Getting a clear picture of cancer

Susan Armitage’s life has certainly been impacted by cancer, starting back in 2001 when she lost her husband Murray to cancer.  Then, in 2012, Susan herself was diagnosed with chronic lymphocytic leukemia (CLL) which she continues to be monitored for today.

MRI machines—which provide high quality medical images—are required to prepare for and monitor the treatment of cancer patients.  However, they are very problematic for people with claustrophobia like Susan.  In fact, approximately five percent of the population experiences claustrophobia to some degree.

When Susan was contemplating a donation to Princess Margaret Cancer Centre, she wanted her donation to help others affected by claustrophobia, but she wanted it to have a broader benefit as well.  Almost all cancer patients require imaging at some point in their diagnosis or treatment, so she decided to direct her gift of $1 million towards the purchase of a very sophisticated MR imaging machine that features newer short bore (tunnel) and wide-opening design to make it easier for patients who are claustrophobic.

“Just thinking about coming to The Princess Margaret for an MRI would cause me to break out in a sweat, so I started researching and asking my friends if they were aware of any alternatives or new equipment designs that I could help lobby for,” said Susan.

Required tasks ▸
(1) In the article about Susan Armitage's gift for cancer imaging, translate this sentence into Spanish: "In fact, approximately five percent of the population experiences claustrophobia to some degree."
(2) Extend the article about Susan Armitage's gift for cancer imaging, picking up after its final sentence.

Available data ▸
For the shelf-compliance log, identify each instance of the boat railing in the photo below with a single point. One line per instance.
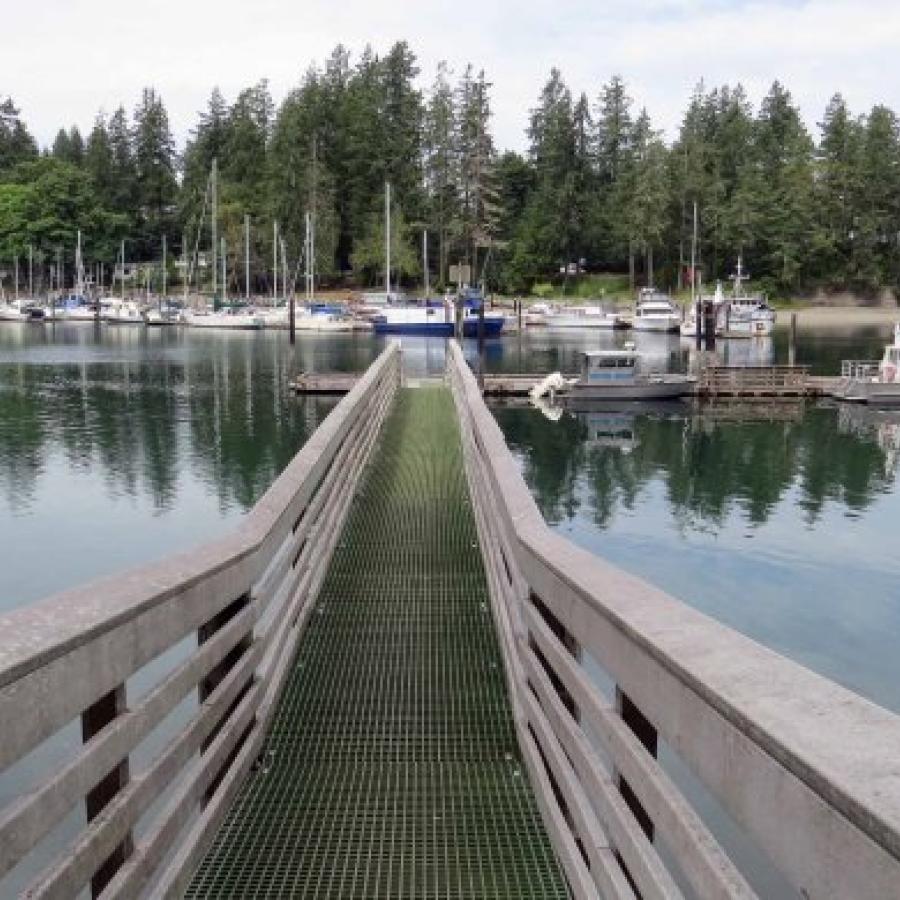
(859, 369)
(637, 715)
(152, 691)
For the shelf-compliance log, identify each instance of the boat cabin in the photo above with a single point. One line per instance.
(608, 365)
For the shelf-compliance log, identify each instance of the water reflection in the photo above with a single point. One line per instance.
(119, 445)
(710, 462)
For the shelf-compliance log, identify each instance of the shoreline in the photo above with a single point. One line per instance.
(839, 316)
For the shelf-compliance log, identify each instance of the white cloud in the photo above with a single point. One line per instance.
(75, 58)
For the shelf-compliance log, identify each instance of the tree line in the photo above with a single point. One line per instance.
(598, 188)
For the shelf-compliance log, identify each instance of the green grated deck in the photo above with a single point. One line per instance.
(392, 769)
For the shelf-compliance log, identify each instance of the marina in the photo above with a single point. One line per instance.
(406, 492)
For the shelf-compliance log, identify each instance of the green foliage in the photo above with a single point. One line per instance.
(598, 186)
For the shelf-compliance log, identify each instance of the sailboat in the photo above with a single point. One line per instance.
(745, 315)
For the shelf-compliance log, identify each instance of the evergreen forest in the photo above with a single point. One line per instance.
(599, 189)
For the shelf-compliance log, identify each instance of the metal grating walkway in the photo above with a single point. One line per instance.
(392, 769)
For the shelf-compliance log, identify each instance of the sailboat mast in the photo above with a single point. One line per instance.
(694, 257)
(275, 263)
(387, 240)
(247, 255)
(224, 289)
(215, 228)
(306, 246)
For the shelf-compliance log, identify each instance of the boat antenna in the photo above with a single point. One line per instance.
(387, 241)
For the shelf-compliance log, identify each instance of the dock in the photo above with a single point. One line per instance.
(394, 680)
(714, 382)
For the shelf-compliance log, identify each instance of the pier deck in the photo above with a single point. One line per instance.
(392, 768)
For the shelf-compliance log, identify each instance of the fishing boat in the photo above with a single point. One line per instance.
(743, 315)
(430, 321)
(73, 308)
(116, 311)
(876, 383)
(232, 317)
(655, 311)
(14, 311)
(616, 375)
(538, 314)
(581, 317)
(164, 314)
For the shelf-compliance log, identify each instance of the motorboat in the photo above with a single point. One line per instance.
(14, 311)
(232, 317)
(742, 315)
(655, 311)
(876, 383)
(163, 314)
(121, 312)
(617, 375)
(613, 375)
(426, 320)
(538, 314)
(584, 317)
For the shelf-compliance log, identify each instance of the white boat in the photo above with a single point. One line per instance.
(743, 315)
(616, 375)
(876, 383)
(231, 318)
(655, 311)
(583, 317)
(537, 314)
(14, 311)
(116, 311)
(163, 315)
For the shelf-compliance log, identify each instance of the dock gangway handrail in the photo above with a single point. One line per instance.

Results for each task ▸
(1) De hecho, aproximadamente el cinco por ciento de la población experimenta claustrofobia en algún grado.

(2)
“Helping our patients with mild or severe claustrophobia get through the MRI procedure is a huge challenge,” explains Dr. Lawrence White, Radiologist-in-Chief of the Joint Department of Medical Imaging. “Our team is very excited that more open and tolerable MRI systems will soon be part of our facilities so these patients do not have to endure the high anxiety that older design machines put them through.”
Imaging plays a pivotal role in the delivery of Personalized Cancer Medicine.  It is a core component of:
  • early cancer detection
  • surgical and radiation treatment planning
  • monitoring treatment response
  • surveillance of patients for recurrence
In addition to overseeing imaging procedures and the interpretation of results, the radiologists at Princess Margaret Cancer Centre now have access to—and are developing themselves—cutting edge technology that enables them to deliver new treatment protocols that are life-saving alternatives for patients who do not qualify for surgery.  Recently, radiofrequency ablation and thermal ablation techniques have been used successfully for several types of cancer and are being evaluated through our clinical trials program.